* EXTRACT PROVIDED

● ● ● ●

KEY POINTS:
Fonterra's annual meeting - framed by the global economic crisis, tumbling commodity prices, a reduced payout and a tragedy involving its Chinese investment - should have been enough to make the hardiest director sweat.
But although questions were asked by farmers at the meeting in Palmerston North there was no stampede demanding answers.
Chairman Henry van der Heyden said the annual get-together, preceded by a private meeting with farmers, had been very positive.
"And that sort of helped set the tone for the meeting in the afternoon," he said.
Fonterra last week cut the forecast payout to farmers by 60c to $6 per kg of milksolids, which, based on last season's collection of 1.19 billion kgs, could cost farmers $714 million.
The $6 forecast is significantly lower than last season's record $7.90 available payout - 24c of which Fonterra held back because of uncertainty in the currency, commodity and financial market - but still higher than $4.46 the previous year.
One farmer said Fonterra was the lowest paying co-operative in New Zealand and that performance could have been better.
"I don't like it, finishing third, the board doesn't like it and the management doesn't like it," van der Heyden said.
"Believe me ... the board is putting a lot of pressure on management and this year they've got to hit the home run."
The factors that drove last season's record payout had been reversed, he said.
"The spike in dairy prices drove an increase in supply as farmers the world over rushed to produce more milk," he said.
"At the same time, demand has stalled as consumers cut back on their dairy products because of high prices and because they've less money in their wallets."
Fonterra says international milk powder prices have fallen by almost 50 per cent from their most recent peak.

● ● ● ●

* STORED ROWS
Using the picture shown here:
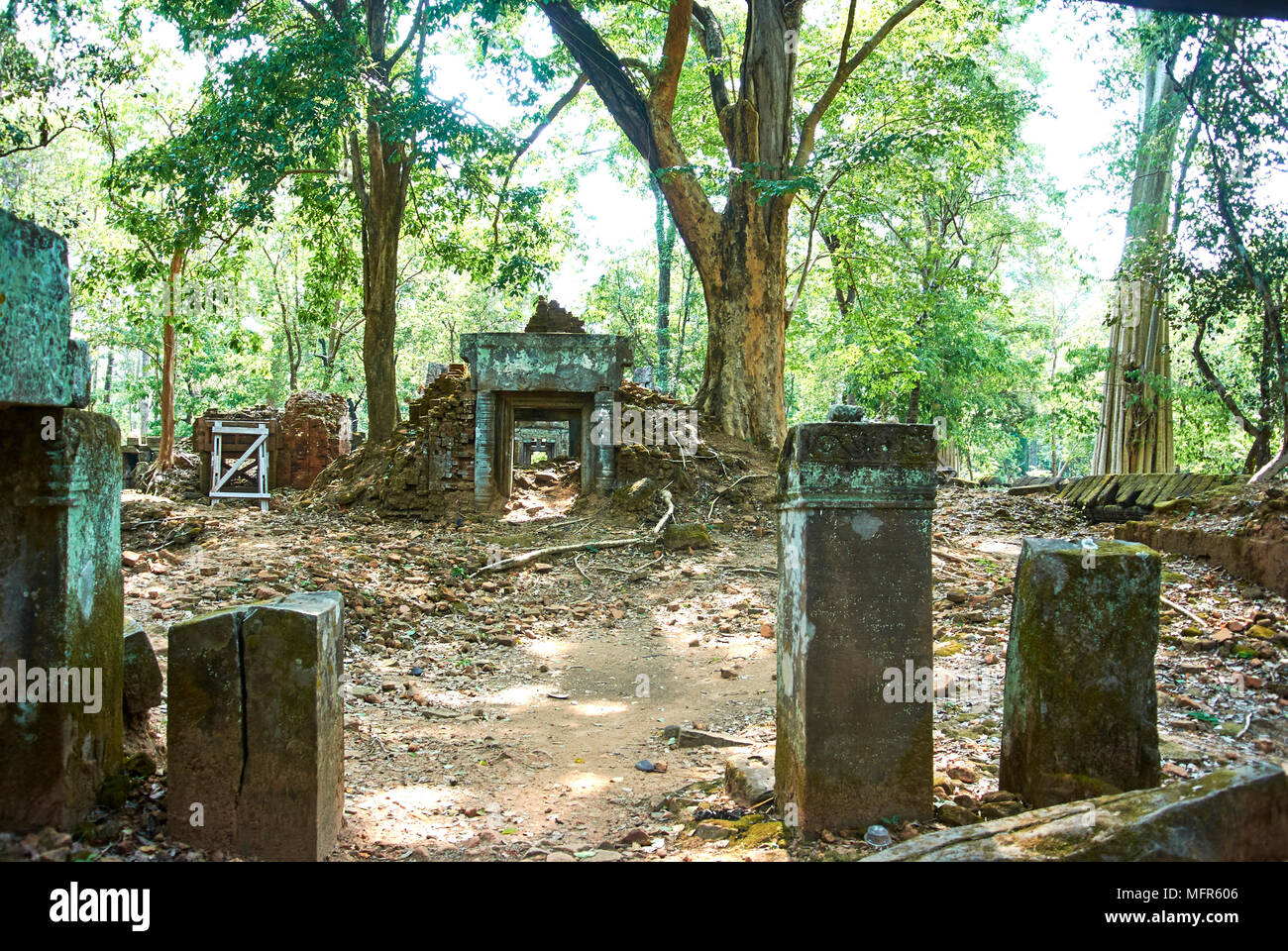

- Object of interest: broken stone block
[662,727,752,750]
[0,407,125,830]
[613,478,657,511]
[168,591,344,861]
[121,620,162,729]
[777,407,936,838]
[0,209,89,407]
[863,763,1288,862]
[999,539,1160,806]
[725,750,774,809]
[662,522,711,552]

● ● ● ●

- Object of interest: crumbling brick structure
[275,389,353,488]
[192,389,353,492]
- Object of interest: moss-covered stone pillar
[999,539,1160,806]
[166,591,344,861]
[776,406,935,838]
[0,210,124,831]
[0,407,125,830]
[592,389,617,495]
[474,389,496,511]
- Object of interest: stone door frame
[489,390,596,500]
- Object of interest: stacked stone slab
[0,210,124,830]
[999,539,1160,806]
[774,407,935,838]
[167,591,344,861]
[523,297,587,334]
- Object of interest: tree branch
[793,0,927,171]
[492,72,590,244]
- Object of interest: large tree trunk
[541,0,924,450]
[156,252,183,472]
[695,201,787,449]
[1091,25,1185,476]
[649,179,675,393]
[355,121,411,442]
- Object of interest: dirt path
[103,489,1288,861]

● ● ● ●

* WHAT IS REQUIRED
For each statement below, say yes or no to whether it agrees with the Fonterra meeting report above, and quote the words of the report that decide it. 1. Fonterra cut its forecast payout to farmers by 60c to $6 per kg of milksolids. 2. Farmers at the meeting in Palmerston North stampeded to demand answers. 3. Fonterra says international milk powder prices have fallen by more than half from their most recent peak.

* OUTPUT FOR THIS TASK
1. Yes: "Fonterra last week cut the forecast payout to farmers by 60c to $6 per kg of milksolids"
2. No: "there was no stampede demanding answers"
3. No: "international milk powder prices have fallen by almost 50 per cent from their most recent peak"